Elasticsearch 1.X
这个文档大约2014年在写的,只是修改了下版本号,这个文档写的非常简单,后面有空再发。 elasticsearch和solr都非常适合拿来做分布式全文索引,可以轻松的处理海量数据。 最近一年也没咋发文章,攒了很多都被弄丢掉了...
elasticsearch是一个基于Lucene的搜索服务器。它提供了一个分布式多用户能力的全文搜索引擎,基于RESTful web接口。使用elasticsearch可以快速的构建一个全文检索集群帮助你实时搜索。
一、下载安装
wget https://download.elasticsearch.org/elasticsearch/elasticsearch/elasticsearch-1.7.3.zip unzip elasticsearch-1.7.3.zip cp elasticsearch-1.7.3 elasticsearch-1.7.3-2
单机配置:
启动:
./bin/elasticsearch(windows下双击elasticsearch.bat)后台方式启动:
./bin/elasticsearch -d启动成功后会监听:9200(web api端)、9300(socket api)、54328(zen discovery udp广播)
二:中文分词
在默认情况下elasticsearch是不支持中文分词的,所以需要自行安装分词器以便于检索中文字符。这里采用elasticsearch-analysis-ik+mmseg用于中文分词索引。

-=-=-

# [任务列表]
a - 根据这篇Elasticsearch文章，启动成功后，web api端监听的是哪个端口？
b - 请原样抄写这篇Elasticsearch文章中从“Elasticsearch 1.X”到“全文检索集群帮助你实时搜索。”的那一段文字。

# [数据记录]
-=-=-

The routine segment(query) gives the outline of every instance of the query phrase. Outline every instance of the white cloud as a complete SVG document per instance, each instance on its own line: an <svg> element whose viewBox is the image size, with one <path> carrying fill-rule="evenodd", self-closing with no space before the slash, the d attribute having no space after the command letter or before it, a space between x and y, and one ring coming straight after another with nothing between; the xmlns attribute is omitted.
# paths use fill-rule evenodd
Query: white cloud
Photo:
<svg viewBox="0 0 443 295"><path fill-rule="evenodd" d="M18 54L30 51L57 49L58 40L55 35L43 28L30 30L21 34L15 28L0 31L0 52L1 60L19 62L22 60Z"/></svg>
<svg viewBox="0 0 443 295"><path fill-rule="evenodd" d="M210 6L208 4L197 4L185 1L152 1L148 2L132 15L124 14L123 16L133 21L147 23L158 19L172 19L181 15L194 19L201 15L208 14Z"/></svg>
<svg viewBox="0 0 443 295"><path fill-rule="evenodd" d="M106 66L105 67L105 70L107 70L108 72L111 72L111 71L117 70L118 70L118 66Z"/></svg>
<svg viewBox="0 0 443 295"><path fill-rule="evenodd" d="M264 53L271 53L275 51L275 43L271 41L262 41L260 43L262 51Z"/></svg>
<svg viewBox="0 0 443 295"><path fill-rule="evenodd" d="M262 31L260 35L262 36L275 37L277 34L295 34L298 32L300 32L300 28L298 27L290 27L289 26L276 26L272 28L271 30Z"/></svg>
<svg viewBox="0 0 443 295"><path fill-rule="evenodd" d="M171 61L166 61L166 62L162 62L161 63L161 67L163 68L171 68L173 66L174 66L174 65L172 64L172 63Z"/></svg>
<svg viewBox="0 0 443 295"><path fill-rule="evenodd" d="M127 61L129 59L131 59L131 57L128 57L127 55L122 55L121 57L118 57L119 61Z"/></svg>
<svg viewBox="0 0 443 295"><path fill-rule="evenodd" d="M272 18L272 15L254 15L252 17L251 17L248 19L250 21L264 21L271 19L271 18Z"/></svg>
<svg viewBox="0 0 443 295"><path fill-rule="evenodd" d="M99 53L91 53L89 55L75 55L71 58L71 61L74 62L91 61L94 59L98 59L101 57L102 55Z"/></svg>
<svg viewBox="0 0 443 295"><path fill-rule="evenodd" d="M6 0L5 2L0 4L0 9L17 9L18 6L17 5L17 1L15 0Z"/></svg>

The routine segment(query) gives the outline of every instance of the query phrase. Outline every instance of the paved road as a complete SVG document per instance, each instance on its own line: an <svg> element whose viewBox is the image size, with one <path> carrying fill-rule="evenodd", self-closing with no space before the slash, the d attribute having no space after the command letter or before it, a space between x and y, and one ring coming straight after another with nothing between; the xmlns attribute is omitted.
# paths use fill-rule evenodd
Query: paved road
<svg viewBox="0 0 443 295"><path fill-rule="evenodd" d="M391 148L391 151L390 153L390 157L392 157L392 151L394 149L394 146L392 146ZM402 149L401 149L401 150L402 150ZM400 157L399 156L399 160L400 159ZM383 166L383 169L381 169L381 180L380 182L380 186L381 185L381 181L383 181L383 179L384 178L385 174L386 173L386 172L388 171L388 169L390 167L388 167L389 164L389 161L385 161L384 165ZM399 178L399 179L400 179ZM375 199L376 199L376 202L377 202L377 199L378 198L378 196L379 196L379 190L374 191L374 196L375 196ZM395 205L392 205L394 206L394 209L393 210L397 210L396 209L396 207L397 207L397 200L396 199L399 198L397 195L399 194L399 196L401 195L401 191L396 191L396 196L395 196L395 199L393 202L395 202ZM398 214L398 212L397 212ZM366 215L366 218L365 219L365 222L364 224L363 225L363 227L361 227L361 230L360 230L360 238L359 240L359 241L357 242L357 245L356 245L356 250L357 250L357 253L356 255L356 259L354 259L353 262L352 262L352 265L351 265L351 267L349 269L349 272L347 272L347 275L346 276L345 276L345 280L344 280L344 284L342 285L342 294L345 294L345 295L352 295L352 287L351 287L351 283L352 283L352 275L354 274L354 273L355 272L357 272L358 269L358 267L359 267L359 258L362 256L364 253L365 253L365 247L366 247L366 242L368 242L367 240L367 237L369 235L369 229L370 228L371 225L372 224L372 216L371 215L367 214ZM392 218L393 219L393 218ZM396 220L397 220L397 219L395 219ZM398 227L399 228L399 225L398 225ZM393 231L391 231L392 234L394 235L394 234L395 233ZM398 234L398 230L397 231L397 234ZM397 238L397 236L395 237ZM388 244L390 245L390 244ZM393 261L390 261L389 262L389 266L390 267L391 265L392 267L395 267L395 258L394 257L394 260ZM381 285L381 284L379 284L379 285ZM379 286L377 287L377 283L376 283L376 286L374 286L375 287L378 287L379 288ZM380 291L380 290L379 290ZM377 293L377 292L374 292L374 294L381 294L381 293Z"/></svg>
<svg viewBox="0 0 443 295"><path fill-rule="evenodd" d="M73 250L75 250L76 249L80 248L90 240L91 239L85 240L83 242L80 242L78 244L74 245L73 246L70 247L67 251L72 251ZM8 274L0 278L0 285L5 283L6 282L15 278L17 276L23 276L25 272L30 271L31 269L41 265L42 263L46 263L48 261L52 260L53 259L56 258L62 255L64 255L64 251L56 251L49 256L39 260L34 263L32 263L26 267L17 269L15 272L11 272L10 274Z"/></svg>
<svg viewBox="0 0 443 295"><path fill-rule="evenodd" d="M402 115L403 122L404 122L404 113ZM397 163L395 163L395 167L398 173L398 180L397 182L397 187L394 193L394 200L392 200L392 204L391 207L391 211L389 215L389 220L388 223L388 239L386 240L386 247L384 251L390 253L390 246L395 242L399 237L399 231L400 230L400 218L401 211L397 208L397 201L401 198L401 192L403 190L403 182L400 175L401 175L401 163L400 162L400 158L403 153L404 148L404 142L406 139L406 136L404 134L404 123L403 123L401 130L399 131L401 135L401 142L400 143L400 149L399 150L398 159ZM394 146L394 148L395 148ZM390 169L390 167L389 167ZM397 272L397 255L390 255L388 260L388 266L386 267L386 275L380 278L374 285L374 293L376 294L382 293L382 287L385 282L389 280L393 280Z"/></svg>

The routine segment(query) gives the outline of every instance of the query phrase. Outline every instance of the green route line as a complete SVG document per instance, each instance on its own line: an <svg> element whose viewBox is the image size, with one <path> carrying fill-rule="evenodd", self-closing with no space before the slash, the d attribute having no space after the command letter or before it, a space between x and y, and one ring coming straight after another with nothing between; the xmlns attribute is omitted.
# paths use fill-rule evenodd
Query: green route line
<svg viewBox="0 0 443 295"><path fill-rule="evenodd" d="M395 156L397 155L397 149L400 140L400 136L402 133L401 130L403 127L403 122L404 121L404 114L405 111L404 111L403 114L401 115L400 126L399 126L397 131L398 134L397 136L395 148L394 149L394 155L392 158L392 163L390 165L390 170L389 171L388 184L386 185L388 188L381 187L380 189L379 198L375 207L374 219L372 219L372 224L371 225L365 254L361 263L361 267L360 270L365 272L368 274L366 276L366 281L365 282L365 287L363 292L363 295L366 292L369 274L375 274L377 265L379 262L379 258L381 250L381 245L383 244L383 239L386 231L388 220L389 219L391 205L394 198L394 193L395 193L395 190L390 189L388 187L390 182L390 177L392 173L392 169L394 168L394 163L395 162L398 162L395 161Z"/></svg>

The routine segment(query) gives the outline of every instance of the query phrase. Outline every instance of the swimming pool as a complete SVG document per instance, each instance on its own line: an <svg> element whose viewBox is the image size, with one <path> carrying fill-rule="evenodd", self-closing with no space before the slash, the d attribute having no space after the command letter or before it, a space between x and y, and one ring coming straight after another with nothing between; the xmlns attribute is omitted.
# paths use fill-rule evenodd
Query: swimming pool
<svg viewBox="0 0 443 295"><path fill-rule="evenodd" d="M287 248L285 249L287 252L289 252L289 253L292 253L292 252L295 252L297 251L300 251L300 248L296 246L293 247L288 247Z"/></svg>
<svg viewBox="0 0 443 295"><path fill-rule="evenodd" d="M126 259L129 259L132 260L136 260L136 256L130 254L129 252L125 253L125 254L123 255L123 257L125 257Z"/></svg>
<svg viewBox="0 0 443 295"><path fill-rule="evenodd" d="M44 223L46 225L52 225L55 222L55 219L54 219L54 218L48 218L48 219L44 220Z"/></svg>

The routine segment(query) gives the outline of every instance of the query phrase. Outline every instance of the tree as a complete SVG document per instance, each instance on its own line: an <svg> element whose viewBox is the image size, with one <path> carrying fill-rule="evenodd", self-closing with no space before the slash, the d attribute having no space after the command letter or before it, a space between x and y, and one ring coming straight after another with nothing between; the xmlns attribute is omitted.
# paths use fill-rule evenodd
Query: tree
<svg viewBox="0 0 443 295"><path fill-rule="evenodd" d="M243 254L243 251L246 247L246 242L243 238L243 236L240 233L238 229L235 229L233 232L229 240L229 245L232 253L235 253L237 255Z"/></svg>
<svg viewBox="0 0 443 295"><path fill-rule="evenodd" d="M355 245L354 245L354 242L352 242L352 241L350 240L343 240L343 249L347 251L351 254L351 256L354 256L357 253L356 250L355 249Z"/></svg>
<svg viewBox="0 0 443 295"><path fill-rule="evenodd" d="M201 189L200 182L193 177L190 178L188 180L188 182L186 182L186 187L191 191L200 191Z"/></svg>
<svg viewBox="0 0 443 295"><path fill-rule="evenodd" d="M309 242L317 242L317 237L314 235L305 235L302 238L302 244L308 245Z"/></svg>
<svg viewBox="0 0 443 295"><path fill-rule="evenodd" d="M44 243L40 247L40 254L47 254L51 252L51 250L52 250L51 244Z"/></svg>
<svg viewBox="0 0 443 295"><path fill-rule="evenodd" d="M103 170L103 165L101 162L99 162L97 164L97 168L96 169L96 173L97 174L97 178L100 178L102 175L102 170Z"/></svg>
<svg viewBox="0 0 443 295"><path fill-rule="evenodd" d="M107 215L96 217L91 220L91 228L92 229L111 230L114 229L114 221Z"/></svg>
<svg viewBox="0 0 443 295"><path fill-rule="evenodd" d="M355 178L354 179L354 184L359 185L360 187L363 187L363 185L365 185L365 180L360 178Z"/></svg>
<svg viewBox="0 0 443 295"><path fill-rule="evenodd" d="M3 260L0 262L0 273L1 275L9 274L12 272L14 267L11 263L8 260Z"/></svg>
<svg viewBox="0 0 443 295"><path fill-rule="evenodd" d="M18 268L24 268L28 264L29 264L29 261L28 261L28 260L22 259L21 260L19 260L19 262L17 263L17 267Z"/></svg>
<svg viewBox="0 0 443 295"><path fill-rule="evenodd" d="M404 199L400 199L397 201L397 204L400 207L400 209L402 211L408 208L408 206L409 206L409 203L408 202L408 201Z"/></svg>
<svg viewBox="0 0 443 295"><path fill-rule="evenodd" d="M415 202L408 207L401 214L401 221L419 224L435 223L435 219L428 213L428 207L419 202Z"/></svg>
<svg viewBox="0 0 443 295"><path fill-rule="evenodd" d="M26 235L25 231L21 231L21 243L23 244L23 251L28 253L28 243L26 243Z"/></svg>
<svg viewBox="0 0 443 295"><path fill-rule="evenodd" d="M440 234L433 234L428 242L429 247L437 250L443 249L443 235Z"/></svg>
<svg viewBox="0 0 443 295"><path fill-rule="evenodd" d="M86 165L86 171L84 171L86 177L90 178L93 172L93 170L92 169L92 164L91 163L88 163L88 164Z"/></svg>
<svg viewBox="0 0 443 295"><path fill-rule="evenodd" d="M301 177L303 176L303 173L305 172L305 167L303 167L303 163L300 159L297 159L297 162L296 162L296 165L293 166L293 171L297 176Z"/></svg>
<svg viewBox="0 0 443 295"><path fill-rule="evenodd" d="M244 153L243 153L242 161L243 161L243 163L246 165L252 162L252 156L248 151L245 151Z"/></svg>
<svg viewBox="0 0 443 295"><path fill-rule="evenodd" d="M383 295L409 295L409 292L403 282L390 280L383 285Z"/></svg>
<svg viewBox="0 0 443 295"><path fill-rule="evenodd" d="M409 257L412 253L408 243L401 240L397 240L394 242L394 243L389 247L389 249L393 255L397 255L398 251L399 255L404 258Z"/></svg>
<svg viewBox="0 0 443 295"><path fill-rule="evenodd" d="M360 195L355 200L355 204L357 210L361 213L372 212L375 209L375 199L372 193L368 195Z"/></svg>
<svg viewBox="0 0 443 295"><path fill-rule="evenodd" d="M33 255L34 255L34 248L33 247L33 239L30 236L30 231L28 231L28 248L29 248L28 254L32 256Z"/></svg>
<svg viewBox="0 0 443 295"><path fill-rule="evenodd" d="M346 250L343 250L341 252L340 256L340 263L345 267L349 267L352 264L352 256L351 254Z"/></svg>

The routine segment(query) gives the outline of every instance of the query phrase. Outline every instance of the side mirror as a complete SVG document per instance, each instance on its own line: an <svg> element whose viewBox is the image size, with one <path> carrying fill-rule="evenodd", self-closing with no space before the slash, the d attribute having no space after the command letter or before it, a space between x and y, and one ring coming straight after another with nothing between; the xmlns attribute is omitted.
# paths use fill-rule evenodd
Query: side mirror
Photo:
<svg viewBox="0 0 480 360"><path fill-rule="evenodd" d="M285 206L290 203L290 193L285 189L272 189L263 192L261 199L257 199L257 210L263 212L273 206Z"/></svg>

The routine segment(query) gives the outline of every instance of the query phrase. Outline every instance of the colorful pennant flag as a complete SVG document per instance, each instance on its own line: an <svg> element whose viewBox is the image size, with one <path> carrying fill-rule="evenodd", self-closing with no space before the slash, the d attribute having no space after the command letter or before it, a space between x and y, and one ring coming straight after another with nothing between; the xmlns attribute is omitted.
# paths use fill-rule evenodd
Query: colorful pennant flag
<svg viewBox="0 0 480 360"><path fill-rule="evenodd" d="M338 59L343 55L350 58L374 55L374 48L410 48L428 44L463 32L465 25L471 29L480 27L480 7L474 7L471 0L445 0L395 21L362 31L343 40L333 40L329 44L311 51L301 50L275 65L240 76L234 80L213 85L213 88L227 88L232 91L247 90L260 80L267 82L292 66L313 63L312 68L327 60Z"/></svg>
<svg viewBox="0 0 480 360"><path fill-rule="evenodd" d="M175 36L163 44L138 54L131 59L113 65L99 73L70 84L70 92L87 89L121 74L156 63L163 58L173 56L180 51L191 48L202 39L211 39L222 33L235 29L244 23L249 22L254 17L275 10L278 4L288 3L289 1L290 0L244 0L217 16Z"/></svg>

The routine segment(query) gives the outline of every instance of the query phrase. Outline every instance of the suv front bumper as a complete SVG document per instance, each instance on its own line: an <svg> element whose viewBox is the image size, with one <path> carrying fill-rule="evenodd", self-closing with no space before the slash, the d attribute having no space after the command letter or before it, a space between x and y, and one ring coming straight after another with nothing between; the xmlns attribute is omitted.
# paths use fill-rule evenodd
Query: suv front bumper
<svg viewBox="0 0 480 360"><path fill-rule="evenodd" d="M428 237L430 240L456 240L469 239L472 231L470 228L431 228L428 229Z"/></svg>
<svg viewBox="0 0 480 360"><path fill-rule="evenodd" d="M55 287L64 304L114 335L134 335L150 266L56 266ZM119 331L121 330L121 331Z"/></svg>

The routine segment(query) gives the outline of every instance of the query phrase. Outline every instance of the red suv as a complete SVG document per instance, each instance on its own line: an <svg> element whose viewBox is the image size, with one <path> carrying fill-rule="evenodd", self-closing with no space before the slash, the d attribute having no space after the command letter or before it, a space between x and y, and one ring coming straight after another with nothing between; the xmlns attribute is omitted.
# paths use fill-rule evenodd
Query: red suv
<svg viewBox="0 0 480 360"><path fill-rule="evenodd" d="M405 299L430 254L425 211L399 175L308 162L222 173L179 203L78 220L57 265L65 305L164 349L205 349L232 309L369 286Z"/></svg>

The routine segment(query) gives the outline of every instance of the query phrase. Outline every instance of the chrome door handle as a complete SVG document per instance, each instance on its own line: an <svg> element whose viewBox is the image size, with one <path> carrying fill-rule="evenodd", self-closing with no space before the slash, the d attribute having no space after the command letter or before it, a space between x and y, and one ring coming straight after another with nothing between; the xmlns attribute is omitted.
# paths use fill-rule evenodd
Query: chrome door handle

-=-=-

# [任务答案]
a - 9200端口。

b -
Elasticsearch 1.X
这个文档大约2014年在写的,只是修改了下版本号,这个文档写的非常简单,后面有空再发。 elasticsearch和solr都非常适合拿来做分布式全文索引,可以轻松的处理海量数据。 最近一年也没咋发文章,攒了很多都被弄丢掉了...
elasticsearch是一个基于Lucene的搜索服务器。它提供了一个分布式多用户能力的全文搜索引擎,基于RESTful web接口。使用elasticsearch可以快速的构建一个全文检索集群帮助你实时搜索。